** BEGIN RECORD LIST **

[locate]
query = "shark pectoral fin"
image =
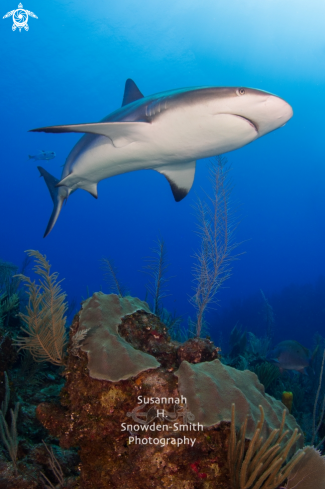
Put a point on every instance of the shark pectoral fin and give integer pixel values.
(58, 194)
(91, 188)
(180, 177)
(120, 133)
(131, 92)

** END RECORD LIST **

## WRITTEN REQUEST
Copy every line of the records above verbatim, leaving out the pictures.

## WORKED SOLUTION
[locate]
query = "shark pectoral fin"
image =
Put a point on every instance of the shark pectoral fin and give integer pixel values.
(58, 194)
(91, 188)
(180, 177)
(120, 133)
(131, 92)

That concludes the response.